— begin —
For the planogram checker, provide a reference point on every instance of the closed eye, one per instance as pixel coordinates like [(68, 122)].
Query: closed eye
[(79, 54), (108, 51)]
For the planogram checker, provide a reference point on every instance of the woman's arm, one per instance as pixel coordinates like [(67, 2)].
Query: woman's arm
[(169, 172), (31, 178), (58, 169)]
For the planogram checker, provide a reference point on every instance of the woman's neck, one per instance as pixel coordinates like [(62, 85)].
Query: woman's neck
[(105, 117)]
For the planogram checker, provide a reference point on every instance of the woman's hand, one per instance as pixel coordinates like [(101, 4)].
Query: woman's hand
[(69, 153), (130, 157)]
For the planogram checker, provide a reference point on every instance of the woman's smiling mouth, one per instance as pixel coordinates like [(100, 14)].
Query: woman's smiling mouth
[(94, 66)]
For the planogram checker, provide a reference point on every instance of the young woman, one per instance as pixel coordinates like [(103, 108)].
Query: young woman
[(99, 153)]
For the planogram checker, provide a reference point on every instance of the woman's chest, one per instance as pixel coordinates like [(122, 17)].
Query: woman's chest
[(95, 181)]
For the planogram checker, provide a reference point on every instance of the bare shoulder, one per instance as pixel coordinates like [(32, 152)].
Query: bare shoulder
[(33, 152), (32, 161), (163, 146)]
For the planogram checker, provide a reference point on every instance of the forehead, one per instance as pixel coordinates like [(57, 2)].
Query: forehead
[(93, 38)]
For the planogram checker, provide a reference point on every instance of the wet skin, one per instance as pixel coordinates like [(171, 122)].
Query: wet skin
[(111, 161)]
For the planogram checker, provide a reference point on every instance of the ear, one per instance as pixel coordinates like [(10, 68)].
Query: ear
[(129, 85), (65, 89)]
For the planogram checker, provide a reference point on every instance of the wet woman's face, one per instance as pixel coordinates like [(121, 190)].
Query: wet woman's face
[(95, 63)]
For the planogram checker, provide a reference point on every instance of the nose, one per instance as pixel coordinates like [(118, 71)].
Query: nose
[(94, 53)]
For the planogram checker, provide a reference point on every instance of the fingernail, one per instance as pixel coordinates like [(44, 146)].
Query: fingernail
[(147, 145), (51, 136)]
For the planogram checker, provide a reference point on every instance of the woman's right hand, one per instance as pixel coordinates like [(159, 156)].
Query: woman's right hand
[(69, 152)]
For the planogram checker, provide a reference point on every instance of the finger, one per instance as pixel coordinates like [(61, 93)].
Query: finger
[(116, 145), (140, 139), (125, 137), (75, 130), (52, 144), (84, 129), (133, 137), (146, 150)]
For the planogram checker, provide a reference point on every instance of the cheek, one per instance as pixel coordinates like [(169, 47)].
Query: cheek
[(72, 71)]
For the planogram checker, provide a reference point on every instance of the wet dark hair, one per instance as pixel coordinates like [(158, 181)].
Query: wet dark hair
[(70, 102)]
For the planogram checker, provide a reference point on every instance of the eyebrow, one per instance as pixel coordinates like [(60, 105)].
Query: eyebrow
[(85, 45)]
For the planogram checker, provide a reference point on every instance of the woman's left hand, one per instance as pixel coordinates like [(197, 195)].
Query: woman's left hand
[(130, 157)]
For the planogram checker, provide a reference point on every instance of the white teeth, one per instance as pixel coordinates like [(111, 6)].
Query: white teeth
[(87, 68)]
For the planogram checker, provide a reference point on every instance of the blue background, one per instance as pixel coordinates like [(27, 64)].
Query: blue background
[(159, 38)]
— end —
■ **What is needed**
Give back every line of the material above word for word, keeping the original order.

■ **Reply to the task**
For the planogram checker, provide a reference point on every instance of the closed eye, one per instance as pixel coordinates like [(68, 122)].
Query: closed eye
[(79, 54), (108, 51)]
For the planogram checker, provide a reference point on every instance of the woman's arm, one per instance as pixel coordinates like [(67, 2)].
Query: woman's arm
[(169, 172), (31, 178), (58, 169)]
For the planogram checker, provide a reference point on every instance of the woman's neck, one per instance as pixel coordinates like [(62, 85)].
Query: woman's neck
[(105, 117)]
For the planogram checker, provide a reference point on every instance of the woman's hand, one per instance as pixel coordinates like [(101, 4)].
Query: woman's hand
[(69, 153), (130, 157)]
For the planogram checker, provide a reference point on every instance of the woman's smiling mouth, one per instance as pixel coordinates like [(100, 14)].
Query: woman's smiling mouth
[(94, 66)]
For the planogram checker, provide a reference point on every instance of the young woman, one per instance as pixel coordinates like [(103, 108)].
Query: young woman
[(99, 153)]
For the planogram checker, provide a reference point on every instance of the woman's chest, one per instance as pixel coordinates like [(122, 17)].
Query: woman's chest
[(95, 181)]
For the planogram checker, provide a reference point on every instance of the bare shoulder, one per instance as pixel coordinates like [(32, 152)].
Query: bare shoulder
[(33, 152), (32, 161), (163, 146)]
For the planogram checker, provide a reference point on every instance of the forehead, one per instance as pixel coordinates like [(57, 2)].
Query: forehead
[(93, 38)]
For the planogram checker, provide a reference point on every instance of the wet skin, one per instance as pixel coordinates like [(171, 122)].
Query: wet skin
[(111, 161)]
For the planogram checker, provide a reference point on every instance of the ear, one per instance as pixel coordinates like [(10, 68)].
Query: ear
[(129, 85), (65, 89)]
For the planogram checker, provide a reference point on every instance of the wet woman's face, one per instance as pixel coordinates like [(121, 190)].
Query: wet woman's face
[(95, 63)]
For the planogram checker, provide a reference point on every instance of the nose, one per instance as pixel coordinates like [(118, 71)].
Query: nose
[(94, 53)]
For the planogram checker, provide a reference point on every instance of the fingernail, one per instance as pixel coordinates like [(44, 146)].
Query: fingernail
[(147, 145), (51, 136)]
For the planogram checker, provide a reference point on every instance of the woman's right hand, one per instance as pixel coordinates like [(159, 156)].
Query: woman's right hand
[(69, 152)]
For the planogram checker, provide a reference point on every instance of the finger, one per instance as pixel coordinates like [(61, 93)].
Query: finger
[(116, 145), (140, 139), (125, 137), (75, 130), (52, 144), (84, 129), (133, 137), (146, 150)]
For the planogram checker, provide a reference point on every instance of the cheek, one per instance as pixel coordinates like [(169, 47)].
Query: cheek
[(72, 71)]
For the planogram checker, provide a reference point on every instance of the wet dark hair, one per instance as pixel coordinates like [(158, 181)].
Query: wet dark hair
[(70, 102)]
For the planogram checker, provide a reference point on every instance of the eyebrow, one per instance as pixel coordinates like [(60, 105)].
Query: eyebrow
[(85, 45)]
For the planogram checker, provide a reference point on every instance of the woman's left hand, one per instance as pixel coordinates like [(197, 195)].
Query: woman's left hand
[(130, 157)]
For the planogram checker, provide a reference point on every instance of the white teeth, one per instance as pixel coordinates like [(111, 6)].
Query: white teeth
[(87, 68)]
For the planogram checker, provide a reference point on every instance of the blue background, one per instance as pixel coordinates like [(27, 64)].
Query: blue background
[(159, 38)]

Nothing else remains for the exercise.